### Task brief
Gather every line of the records below that contains the word "glass", and copy each line in full.

### Records for processing
========================================

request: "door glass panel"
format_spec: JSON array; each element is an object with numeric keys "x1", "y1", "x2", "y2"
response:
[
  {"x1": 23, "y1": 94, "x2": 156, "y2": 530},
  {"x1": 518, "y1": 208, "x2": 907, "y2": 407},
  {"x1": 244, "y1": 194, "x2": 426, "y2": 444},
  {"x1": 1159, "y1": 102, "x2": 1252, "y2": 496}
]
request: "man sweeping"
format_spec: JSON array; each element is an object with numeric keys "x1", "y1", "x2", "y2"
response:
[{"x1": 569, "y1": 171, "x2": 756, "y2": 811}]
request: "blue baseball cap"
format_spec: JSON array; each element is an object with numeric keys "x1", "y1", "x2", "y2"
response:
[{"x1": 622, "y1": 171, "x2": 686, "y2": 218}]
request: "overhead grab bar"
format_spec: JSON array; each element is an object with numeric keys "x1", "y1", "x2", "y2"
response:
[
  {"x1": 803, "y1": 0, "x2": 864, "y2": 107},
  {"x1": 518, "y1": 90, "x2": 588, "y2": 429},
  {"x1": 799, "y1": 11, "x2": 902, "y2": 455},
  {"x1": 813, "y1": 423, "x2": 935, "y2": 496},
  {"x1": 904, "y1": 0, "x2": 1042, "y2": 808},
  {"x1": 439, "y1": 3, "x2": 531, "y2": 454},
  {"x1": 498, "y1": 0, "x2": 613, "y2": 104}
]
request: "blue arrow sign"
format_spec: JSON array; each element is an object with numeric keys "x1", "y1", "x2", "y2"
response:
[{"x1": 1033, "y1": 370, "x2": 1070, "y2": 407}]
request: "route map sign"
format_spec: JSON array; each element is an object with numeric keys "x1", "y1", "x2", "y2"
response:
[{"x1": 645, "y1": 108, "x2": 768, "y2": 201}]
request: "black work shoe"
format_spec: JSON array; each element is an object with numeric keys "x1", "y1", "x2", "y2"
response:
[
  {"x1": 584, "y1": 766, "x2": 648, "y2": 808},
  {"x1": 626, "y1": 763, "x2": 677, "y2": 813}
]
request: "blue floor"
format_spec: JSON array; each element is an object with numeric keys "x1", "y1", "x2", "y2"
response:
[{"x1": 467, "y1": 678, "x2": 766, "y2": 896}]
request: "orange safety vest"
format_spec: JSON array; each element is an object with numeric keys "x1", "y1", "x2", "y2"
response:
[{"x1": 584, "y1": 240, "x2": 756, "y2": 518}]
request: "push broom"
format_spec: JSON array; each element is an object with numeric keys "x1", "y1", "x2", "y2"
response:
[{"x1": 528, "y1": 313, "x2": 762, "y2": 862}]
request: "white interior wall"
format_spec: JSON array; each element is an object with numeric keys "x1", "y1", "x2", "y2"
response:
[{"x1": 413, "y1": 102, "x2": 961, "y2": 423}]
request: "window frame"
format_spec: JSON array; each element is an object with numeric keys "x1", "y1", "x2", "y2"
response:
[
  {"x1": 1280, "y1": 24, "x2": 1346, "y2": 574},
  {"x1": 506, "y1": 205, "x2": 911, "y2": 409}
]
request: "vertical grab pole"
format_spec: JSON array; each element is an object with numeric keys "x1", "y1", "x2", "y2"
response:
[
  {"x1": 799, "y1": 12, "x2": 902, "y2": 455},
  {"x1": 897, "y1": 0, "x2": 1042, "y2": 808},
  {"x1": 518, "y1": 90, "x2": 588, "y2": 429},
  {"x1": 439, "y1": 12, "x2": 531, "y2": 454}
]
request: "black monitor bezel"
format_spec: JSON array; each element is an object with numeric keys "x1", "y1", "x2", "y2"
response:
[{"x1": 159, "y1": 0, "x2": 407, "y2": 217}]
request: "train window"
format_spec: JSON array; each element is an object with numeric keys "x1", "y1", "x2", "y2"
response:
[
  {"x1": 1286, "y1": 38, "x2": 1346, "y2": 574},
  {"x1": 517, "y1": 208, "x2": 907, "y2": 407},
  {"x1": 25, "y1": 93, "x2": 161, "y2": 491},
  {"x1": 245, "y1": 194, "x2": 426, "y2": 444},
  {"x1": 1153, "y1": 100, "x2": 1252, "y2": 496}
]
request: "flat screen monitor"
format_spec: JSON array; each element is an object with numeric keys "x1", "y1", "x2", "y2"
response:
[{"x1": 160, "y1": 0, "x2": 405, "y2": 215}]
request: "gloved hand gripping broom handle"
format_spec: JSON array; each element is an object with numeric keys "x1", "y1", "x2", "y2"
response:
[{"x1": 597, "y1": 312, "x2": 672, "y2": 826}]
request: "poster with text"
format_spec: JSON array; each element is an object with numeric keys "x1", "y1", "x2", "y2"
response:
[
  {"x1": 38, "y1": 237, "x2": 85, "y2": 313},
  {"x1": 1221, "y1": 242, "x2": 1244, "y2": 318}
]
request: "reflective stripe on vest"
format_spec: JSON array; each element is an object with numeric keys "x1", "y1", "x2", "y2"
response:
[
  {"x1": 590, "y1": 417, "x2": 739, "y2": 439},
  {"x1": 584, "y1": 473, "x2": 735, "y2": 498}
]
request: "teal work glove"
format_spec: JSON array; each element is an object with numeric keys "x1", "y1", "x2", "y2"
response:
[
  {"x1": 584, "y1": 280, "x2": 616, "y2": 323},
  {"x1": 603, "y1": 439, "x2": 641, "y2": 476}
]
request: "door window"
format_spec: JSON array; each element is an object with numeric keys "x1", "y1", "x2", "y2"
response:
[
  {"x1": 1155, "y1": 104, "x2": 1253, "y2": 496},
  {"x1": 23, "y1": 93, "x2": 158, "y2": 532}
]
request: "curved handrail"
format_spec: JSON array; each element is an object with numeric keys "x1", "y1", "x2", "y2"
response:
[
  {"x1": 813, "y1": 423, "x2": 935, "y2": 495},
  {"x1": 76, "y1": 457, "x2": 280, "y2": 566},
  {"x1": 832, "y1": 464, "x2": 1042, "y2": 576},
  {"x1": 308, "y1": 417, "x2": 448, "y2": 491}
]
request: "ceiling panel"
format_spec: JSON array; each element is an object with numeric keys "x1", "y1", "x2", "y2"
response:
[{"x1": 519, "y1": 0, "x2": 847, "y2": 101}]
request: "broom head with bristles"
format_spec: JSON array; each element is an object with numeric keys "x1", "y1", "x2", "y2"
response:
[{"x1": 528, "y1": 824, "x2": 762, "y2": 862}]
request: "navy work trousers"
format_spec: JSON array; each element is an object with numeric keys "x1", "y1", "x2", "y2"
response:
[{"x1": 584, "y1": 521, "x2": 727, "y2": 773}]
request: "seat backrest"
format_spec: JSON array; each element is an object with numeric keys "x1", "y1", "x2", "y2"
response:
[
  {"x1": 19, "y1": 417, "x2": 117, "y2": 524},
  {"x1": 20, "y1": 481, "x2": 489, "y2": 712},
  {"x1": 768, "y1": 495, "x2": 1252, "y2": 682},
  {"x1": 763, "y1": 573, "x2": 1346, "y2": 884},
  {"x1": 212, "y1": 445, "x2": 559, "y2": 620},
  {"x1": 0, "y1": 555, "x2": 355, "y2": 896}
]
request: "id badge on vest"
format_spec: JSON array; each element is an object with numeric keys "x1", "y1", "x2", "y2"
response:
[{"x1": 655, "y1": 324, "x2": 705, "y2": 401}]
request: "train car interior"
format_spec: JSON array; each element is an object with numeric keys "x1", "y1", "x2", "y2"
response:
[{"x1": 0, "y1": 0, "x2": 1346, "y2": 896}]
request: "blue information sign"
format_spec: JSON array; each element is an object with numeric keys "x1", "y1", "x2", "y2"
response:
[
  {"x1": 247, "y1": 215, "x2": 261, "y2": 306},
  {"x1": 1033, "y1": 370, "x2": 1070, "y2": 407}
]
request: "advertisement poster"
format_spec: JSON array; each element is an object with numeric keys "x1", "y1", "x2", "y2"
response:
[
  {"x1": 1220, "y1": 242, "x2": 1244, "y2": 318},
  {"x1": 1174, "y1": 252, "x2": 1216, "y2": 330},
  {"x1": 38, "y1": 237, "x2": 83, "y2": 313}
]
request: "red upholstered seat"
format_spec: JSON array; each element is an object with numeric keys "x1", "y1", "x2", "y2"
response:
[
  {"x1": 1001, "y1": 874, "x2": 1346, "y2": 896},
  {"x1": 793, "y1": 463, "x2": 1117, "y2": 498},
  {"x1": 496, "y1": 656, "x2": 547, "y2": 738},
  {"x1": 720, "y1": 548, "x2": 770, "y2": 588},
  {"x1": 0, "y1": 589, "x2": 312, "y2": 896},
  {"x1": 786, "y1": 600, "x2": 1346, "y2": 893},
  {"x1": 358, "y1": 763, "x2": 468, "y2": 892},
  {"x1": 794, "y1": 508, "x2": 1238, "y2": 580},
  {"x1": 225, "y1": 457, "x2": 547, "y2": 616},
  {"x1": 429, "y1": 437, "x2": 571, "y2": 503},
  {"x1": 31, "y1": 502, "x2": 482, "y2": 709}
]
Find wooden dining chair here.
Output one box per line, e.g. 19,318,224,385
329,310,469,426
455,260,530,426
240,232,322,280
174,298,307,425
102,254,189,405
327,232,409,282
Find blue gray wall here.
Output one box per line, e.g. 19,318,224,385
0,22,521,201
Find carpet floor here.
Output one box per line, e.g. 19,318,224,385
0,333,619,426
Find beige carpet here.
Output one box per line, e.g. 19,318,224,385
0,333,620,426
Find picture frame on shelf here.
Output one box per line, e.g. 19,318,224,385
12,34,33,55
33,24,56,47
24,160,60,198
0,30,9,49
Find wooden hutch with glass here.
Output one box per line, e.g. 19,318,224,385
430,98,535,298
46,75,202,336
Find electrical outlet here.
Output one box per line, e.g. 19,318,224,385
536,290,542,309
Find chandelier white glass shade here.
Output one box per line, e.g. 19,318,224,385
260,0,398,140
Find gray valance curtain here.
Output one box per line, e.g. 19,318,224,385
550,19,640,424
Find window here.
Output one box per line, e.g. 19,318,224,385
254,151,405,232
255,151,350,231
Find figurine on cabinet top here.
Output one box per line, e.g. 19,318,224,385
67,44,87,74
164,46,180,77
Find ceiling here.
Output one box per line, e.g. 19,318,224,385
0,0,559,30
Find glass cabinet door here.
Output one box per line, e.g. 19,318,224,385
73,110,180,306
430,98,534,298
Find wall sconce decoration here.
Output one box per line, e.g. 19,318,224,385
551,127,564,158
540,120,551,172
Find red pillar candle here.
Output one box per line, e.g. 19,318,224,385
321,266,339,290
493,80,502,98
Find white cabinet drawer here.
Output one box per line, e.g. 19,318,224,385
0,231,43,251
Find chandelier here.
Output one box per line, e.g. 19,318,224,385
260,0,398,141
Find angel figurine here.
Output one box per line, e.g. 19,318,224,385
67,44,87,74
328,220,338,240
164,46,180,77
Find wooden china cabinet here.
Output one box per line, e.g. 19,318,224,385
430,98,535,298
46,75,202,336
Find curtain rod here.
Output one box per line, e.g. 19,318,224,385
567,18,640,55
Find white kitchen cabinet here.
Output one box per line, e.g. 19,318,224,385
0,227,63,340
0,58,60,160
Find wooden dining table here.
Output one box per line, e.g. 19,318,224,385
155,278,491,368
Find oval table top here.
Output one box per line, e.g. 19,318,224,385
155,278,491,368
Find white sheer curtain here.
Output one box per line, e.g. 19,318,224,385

========================================

### Task result
request: "door glass panel"
Find wooden hutch with glass here.
Find chandelier white glass shade here.
Find glass cabinet door here.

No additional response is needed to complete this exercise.